Bahkan di sana-sini Andrea menyinggung soal lambang dalam aritmatika dan geometri. Ihwal yang terakhir ini muncul bersamaan dengan perbincangan mengenai teori gravitasi dalam bab Rahasia Gravitasi buku edensor.
Makin jelas kini kita tengah dihadapkan pada karya sastra yang menampilkan berbagai ekspedisi dan petualangan, yang tampaknya menunjukkan kepada kita bahwa dunia kini memang tak lagi tersekat-sekat oleh batas dan disiplin ini dan itu. Ayu Utami dengan Bilangan Fu dan Andrea dengan tetraloginya jelas tifikal novelis lintas batas yang fasih mengaduk-aduk sains dalam narasi. Seperti kata salah seorang tokoh dalam edensor, “ekspedisiku telah membuka jalan rahasia yang tersembunyi di antara lipatan sekat-sekat dimensi ruang dan waktu; sebuah jalan rahasia yang menghubungkan apa yang kualami saat ini dengan peristiwa-peristia masa laluku. Ini adalah ekstase terbesar yang hanya mungkin dicapai mereka yang berani bermimpi, berani keluar dari cangkang siputnya, untuk menemukan jawaban pertanyaan atas dirinya. Inikah postulat hukum nasib? Inikah yang dimaksud Albert Einstein sebagai lngkaran alamiah filsafat manusia?”

* [Tugas Singkat 1]:
Jawablah pertanyaan berikut berdasarkan teks tentang novel Edensor.
(a) Dalam bab apa teori gravitasi diperbincangkan?
(b) Novel karya Ayu Utami apa yang disebut?
(c) Tokoh siapa yang dirujuk dalam pertanyaan terakhir kutipan dari Edensor?
* [Tugas Singkat 2]: Teruskan teks tentang novel Edensor mulai dari titik terakhirnya dengan beberapa kalimat baru.

* [Data Tercatat]:
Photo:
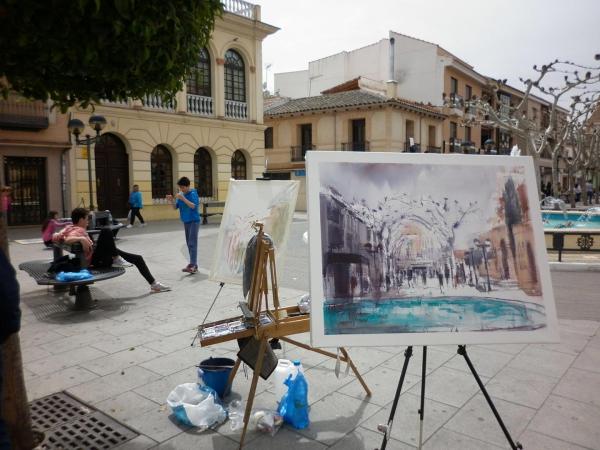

* [Hasil 1]:
(a) Rahasia Gravitasi
(b) Bilangan Fu
(c) Albert Einstein

* [Hasil 2]:
***
Jika Iwan Simatupang pernah bilang, salah satu ciri novel masa depan adalah novel-esai dan novel tanpa genre, saya kira novel Bilangan Fu dan tetralogi Andrea adalah di antaranya, walau bukan juga sebuah kemutlakan. Gaya kedua novel ini nyaris tak bergenre, dan kalau pun ini novel maka tak lagi terpilah secara ketat dengan genre-genre kesenian yang lain.
Analogi antara geometri dan seni, atau bahkan antara geometri dan puisi, memang terhitung sudah tua, namun sampai kini masih diparodikan. Andrea hemat saya hanya memarafrasekan kembali dunia mimpi dan komedi putar yang mengingatkan saya pada istilah Richard Rorty–dalam terjemahan Arif Bagus Prasetyo–ini: suatu ziarah “komidi-putar sastra-sejarah-antropologi-politik”.
Inilah ziarah kritisisme budaya, kata Arif, di mana matematika menopang fisika–yang berupaya menangkap sejumlah keping semesta– sementara seni menyokong etika, yang berjuang menangkap sebagian lain dari keping semesta yang sama. Karena itu: “Sains, tak lebih dan tak kurang, hanyalah sebuah genre sastra”, tulis Arif.
Seandainya sains dan seni tak mengandung keindahan melalui lambang-lambang, barang kali tak akan pernah menarik. Kekuatan puisi dan geometri justru pada pola dan topografi serta lambangnya yang ringkas. Simbol-simbol, khususnya bilangan dan perhitungan numerologi, muncul jauh sebelum kata-kata dipakai dalam tulisan. Nenek-moyang kita bahkan menulis dengan lambang-lambang seperti takik.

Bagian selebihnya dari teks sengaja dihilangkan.